■ Okuma Metni:
>>>

Ehlibeyt (a.s) Haber Ajansı ABNA - ABD ve YPG, 6 Kasım 2016’dan bu yana Rakka’yı DEAŞ’tan almak için ortak operasyon yürütüyor. Söz konusu operasyona bir gün bile ara verilmedi. Peki, devam eden operasyona rağmen ABD, Türkiye’den neden Rakka için destek istiyor?
Yüzde 90'ının terör örgütü PKK’nın Suriye uzantısı Halk Savunma Birlikleri’nin (YPG) oluşturduğu Suriye Demokratik Güçleri (SDG), 6 Kasım 2016'da yaklaşık 30 bin kişilik bir kuvvetle Rakka'ya yönelik Fırat'ın Gazabı Operasyonu'nun başlattı. Bu gücün 25 binden fazlasını YPG ve onun kadınlar kolu Kadın Koruma Birlikleri (YPJ) oluşturuyor.
Aynı tarihlerde Türkiye, ÖSO ile birlikte El Bab'a yöneldi, Irak güçleri de Peşmerge desteğiyle Musul'a almak için harekete geçti. SDG'nin, TSK ile ÖSO'nun ve Irak ordusunun Peşmerge ile beraber aynı dönemde DEAŞ'a karşı harekete geçmesi dikkat çekiyor.

<<<

Kaydedilen girdiler:
>>>

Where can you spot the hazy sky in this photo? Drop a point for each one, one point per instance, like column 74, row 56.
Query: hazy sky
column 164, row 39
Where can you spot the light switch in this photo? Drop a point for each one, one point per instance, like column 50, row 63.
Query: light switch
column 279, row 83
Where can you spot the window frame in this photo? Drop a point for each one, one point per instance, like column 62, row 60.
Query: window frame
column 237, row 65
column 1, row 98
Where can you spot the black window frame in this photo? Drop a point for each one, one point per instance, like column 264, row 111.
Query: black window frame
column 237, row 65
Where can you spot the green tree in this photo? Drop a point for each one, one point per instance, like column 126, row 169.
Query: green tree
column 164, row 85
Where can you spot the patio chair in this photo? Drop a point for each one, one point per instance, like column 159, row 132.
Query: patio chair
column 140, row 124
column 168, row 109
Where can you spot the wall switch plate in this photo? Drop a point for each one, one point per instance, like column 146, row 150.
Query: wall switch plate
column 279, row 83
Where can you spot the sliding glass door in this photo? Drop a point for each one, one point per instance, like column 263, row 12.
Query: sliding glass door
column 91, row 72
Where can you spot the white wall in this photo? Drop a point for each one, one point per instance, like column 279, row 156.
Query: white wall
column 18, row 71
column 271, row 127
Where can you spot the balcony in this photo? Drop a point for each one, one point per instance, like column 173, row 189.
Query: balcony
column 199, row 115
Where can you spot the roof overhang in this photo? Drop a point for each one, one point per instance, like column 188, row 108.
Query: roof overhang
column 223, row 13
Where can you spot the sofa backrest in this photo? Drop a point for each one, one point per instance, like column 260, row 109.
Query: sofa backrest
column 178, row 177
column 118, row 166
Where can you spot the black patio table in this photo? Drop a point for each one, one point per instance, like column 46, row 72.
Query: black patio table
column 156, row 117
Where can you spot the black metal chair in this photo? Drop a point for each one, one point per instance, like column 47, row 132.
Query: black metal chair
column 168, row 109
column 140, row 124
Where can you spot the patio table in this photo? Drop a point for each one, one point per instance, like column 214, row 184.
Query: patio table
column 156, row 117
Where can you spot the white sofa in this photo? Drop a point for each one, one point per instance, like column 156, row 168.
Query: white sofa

<<<

■ Görev Listesi:
[1] Rakka operasyonu haberine göre Fırat'ın Gazabı Operasyonu kaç kişilik bir kuvvetle başlatıldı?
[2] Rakka operasyonu haberini son cümlesinden sonra gelecek biçimde sürdürün.

■ Cevap Anahtarı:
[1] Yaklaşık 30 bin kişilik bir kuvvetle başlatıldı.

[2]
ABD'nin başını çektiği koalisyon güçleri Irak ordusu ile YPG'ye İncirlik'ten kalkan savaş uçaklarıyla destek verirken, TSK ile ÖSO benzer bir destekten mahrum bırakıldı.
Rakka'ya 5 kilometre kadar ilerledi
Suriye Demokratik Güçleri, ilk başlarda Fırat nehri boyunca kuzeyden güneye doğru ilerledi ve Rakka şehir merkezini kuzeyden ve kısmen batıdan kuşattı. Rakka operasyonunun Aralık ayının ortasında geçilen ikinci aşamasıyla birlikte, SDG/YPG şehri doğudan kuşatmak için çabalarını yoğunlaştırdı.
Bu süreçte Rakka'ya 5 kilometre kadar sokulan SDG, 108 gündür devam eden harekâtta DEAŞ'ın elindeki 236 köy, mezra, stratejik tepe, iki barajı ele geçirdi. Gözlemciler harekâtta PKK'nın Suriye'deki uzantısı YPG'nin omurgasını teşkil ettiği SDG'nin harekâtın birinci ve ikinci aşamalarında 3 bin 200 kilometrekarelik alanı ele geçirdiğini öne sürüyor. YPG operasyonda 114 militanını kaybetti. Bir de Amerikan askeri öldü. DEAŞ'e göre ise YPG'nin kaybı 232...
Savaş meydanında neler oldu?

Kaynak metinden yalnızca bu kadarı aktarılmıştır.